_Work instructions_
Rewrite the listing below, replacing "strawberry slice" with "peach slice" and leaving everything else the same.

Records from a collection
++++

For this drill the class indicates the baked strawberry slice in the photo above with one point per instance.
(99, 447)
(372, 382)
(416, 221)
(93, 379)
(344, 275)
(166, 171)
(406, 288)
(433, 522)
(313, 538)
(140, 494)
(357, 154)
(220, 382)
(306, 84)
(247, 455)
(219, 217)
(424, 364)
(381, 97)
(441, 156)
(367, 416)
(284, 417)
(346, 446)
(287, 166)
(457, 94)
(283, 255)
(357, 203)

++++

_Result_
For this drill the class indicates the baked peach slice in the photo above with one point per instance.
(99, 447)
(372, 382)
(416, 221)
(93, 379)
(344, 275)
(166, 171)
(406, 288)
(433, 522)
(313, 538)
(140, 494)
(357, 154)
(220, 382)
(306, 84)
(247, 455)
(219, 217)
(424, 364)
(381, 97)
(441, 156)
(367, 416)
(284, 417)
(346, 446)
(287, 166)
(457, 94)
(283, 255)
(357, 203)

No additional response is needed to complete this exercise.